▶ _Metin Bölümü_
——
Türkiye'nin en iyi haber sitesi
AYŞE ÖZYILMAZEL

Bihter Ziyagil kendine gel!

Allah'ım resmen kendimden soğudum. Şimdi ben bu tatil kasabasına yerleştim ya. Kitapları yalayıp yutmaya, şarkılar döktürmeye, detokslanmaya geldim ya.
İlk günler her zamanki gibi havalardayım. Bu sefer kesin değiştim abi. Kendime döndüm. Aşk mı? Amaan olursa oluuuur, olmazsa bekârlık sultanlığım olur.
Bu arada günde beş öğün içimden eski sevgilime nanik yapıyorum "Şimdi gel de gör beni bambaşka biri, na naaa na na na naaa."
Minderlerde yatıyorum, aynı terlik ve tişörtle dolanıyorum falan.
Tahmin edersiniz ki aslıma rücu etmem için dört gün geçmesi yetti. Her zamanki gibi beş metrekare yerde itinayla belamı buldum.
Bir de huyum kurusun pek karakterliyimdir, asla ortama göre değişmem!
Sanki o Louboutin ayakkabılara servet yatıran zibidi ben değilmişim, Tuvana Büyükçınar'ın o taşlı elbiselerinden edinmek için takla atmıyormuşum gibi bende bir bohemlik, bir salaşlık sormayın.
Kendime yıldızlı pekiler veriyorum. Çok şahane bir şeyim ben valla, 30 yaş beni nasıl da olgun bir kadın yaptı, kadınım lan artık gibisine coşuyorum.
Ta ki bir karşı cins balonumu söndürene kadar. Ay adamı görseniz, alakamız yok. Tabii bunu sadece siz ve ben biliyoruz. O bilmiyor. Bu var ya bu, bildiğiniz sokak çocuğu.
Hamaklarda uyuyor, kafasına esiyor ortadan kayboluyor, gecenin kör vaktinde geri geliyor, yıkanmak umru değil. Acayip bir şey yani. Türümün dışı!
Ama gel de gönlüme anlat! Gönül insanıyız ne de olsa. Onun bu serseri, vurdum duymaz, dünya yansa kıpırdamaz, beni takmaz hallerine geberiyorum. Şuracıkta aklımı kaçıracağım yani.
Dedim iyisi mi ben şirin kız versiyonuma geçeyim. Hangi anıma denk gelmiş de karar vermiş, kafada onaylamışsam artık ben şirin bir kızım.
——
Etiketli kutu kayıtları
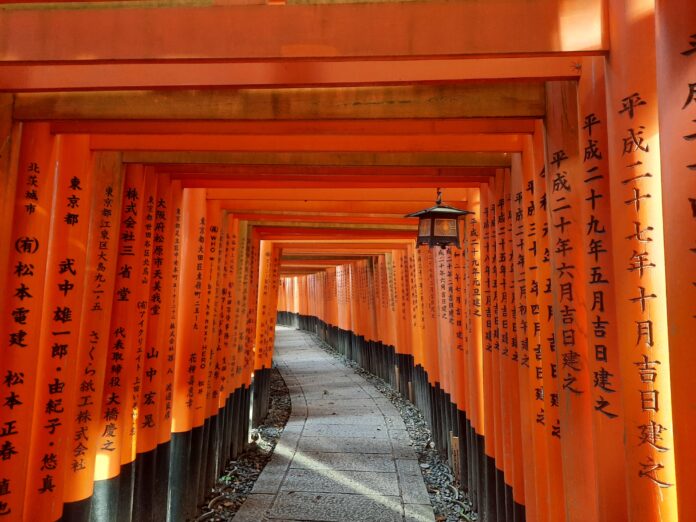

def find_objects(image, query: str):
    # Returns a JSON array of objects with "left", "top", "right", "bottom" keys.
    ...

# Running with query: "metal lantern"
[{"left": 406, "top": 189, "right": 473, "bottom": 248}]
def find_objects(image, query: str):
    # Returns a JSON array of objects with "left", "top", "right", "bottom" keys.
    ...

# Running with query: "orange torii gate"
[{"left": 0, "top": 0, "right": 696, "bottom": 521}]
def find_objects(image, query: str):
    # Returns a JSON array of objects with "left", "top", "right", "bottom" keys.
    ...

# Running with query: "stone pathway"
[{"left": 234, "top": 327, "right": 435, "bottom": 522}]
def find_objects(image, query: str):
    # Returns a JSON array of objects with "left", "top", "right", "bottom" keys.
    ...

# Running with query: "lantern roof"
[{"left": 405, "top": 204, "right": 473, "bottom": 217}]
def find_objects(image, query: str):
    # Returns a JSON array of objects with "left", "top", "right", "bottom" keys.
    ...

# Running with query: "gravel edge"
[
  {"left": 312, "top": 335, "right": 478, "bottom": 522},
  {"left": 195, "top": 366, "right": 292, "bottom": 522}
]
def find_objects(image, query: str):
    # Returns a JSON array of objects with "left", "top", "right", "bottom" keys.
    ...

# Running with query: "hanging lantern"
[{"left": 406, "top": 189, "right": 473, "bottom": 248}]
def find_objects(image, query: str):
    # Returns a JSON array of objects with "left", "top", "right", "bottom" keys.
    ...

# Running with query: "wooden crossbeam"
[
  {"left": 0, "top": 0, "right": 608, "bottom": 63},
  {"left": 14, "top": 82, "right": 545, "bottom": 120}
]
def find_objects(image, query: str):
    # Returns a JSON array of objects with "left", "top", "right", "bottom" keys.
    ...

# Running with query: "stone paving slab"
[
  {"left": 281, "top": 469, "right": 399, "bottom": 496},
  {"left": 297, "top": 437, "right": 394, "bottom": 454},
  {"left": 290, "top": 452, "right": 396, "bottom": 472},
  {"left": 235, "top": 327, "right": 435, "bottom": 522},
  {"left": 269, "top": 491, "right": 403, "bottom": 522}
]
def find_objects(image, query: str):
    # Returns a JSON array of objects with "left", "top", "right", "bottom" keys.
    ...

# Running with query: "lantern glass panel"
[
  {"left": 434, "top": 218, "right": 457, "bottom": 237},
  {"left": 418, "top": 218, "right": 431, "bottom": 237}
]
——
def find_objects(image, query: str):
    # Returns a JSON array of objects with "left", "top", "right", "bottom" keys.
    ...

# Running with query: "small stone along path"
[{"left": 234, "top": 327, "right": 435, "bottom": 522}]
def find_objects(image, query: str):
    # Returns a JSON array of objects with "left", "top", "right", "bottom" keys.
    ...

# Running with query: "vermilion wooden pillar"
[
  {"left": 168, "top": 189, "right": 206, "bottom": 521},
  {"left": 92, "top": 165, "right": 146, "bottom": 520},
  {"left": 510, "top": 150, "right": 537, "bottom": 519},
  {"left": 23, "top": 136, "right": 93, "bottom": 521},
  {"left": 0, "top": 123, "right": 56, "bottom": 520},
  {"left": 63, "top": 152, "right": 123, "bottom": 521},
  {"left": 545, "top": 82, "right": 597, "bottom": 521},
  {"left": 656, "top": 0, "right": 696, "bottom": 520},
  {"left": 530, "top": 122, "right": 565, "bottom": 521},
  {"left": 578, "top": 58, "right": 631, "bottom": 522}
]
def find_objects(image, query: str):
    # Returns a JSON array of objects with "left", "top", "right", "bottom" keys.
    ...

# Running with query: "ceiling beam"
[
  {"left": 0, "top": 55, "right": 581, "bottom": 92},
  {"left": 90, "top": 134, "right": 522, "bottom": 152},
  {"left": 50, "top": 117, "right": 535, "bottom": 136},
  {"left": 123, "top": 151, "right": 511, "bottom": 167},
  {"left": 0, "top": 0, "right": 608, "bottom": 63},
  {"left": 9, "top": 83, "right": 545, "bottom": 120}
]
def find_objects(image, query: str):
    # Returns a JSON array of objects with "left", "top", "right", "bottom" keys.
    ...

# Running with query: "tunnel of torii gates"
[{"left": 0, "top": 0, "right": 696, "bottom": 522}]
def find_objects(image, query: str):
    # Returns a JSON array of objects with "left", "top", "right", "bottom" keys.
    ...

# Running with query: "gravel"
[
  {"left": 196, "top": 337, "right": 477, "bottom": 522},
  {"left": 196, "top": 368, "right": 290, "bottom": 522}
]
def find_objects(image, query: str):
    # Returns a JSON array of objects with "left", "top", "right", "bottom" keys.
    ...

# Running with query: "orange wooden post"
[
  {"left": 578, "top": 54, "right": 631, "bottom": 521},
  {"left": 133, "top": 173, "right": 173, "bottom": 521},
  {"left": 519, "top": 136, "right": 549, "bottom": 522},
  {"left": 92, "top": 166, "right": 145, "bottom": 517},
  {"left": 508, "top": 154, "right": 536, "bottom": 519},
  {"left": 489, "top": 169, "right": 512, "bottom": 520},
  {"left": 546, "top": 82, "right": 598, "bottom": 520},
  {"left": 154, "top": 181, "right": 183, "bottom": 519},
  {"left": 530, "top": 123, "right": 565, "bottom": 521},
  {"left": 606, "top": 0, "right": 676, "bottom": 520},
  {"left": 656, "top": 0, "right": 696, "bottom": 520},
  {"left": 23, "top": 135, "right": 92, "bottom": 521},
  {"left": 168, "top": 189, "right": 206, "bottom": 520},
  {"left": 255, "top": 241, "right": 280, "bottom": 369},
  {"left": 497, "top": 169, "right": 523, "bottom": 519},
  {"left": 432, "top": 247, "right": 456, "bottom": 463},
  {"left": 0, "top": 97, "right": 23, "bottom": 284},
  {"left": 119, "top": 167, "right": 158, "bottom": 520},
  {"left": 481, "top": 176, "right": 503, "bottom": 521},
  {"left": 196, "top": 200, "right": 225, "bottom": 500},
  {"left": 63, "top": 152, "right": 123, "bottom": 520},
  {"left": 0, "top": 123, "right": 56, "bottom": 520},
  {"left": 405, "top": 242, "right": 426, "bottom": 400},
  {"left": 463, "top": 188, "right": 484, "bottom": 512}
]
——
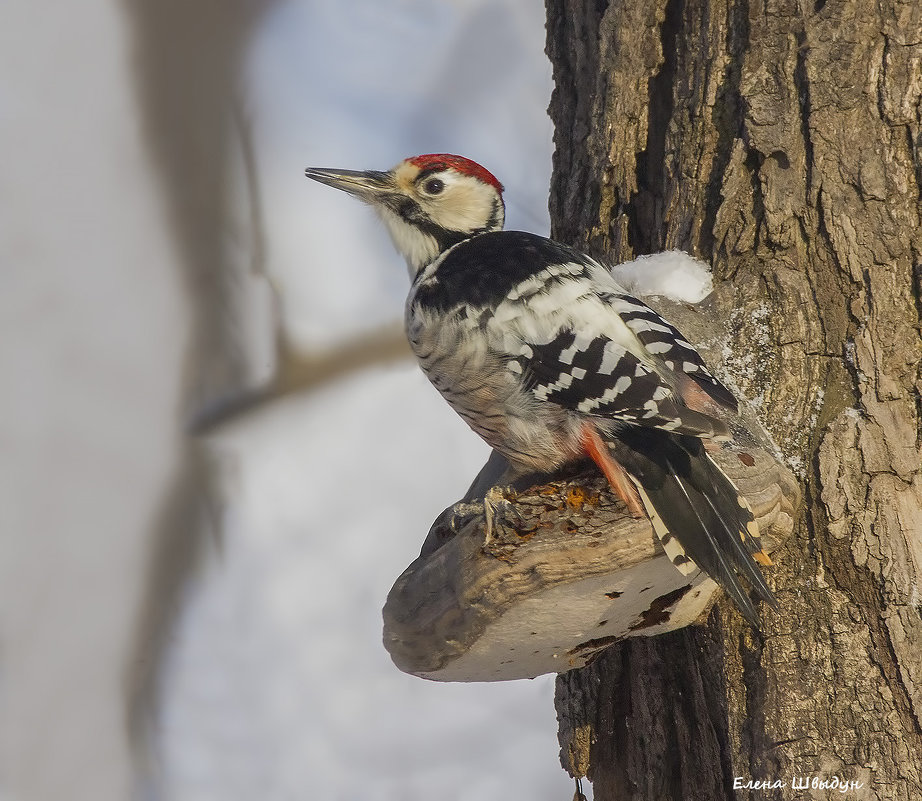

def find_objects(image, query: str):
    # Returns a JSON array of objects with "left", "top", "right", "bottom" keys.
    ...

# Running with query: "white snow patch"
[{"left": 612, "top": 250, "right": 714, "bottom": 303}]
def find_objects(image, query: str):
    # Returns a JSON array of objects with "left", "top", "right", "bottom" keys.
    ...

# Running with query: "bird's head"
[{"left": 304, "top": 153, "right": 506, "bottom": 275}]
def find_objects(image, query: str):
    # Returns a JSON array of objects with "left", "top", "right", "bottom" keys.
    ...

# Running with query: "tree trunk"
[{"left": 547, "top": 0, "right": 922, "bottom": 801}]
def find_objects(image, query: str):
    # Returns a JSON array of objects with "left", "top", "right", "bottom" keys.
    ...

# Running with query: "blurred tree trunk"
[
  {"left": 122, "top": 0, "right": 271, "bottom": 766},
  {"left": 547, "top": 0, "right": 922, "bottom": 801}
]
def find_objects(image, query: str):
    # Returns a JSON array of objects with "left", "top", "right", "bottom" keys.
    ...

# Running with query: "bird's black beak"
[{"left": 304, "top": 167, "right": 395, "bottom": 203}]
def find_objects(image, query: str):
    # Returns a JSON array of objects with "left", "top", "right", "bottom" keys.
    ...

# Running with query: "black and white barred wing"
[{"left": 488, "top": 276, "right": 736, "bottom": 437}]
——
▶ _Görev_
Metin bölümünde "İlk günler her" ile "itinayla belamı buldum." arasındaki kısmı, ikisi de dahil olmak üzere, "terlik" yerine "şort" koyarak düzenle. Yukarıdaki satırlara gerek yoktur.

▶ _Sorunun Cevabı_
İlk günler her zamanki gibi havalardayım. Bu sefer kesin değiştim abi. Kendime döndüm. Aşk mı? Amaan olursa oluuuur, olmazsa bekârlık sultanlığım olur.
Bu arada günde beş öğün içimden eski sevgilime nanik yapıyorum "Şimdi gel de gör beni bambaşka biri, na naaa na na na naaa."
Minderlerde yatıyorum, aynı şort ve tişörtle dolanıyorum falan.
Tahmin edersiniz ki aslıma rücu etmem için dört gün geçmesi yetti. Her zamanki gibi beş metrekare yerde itinayla belamı buldum.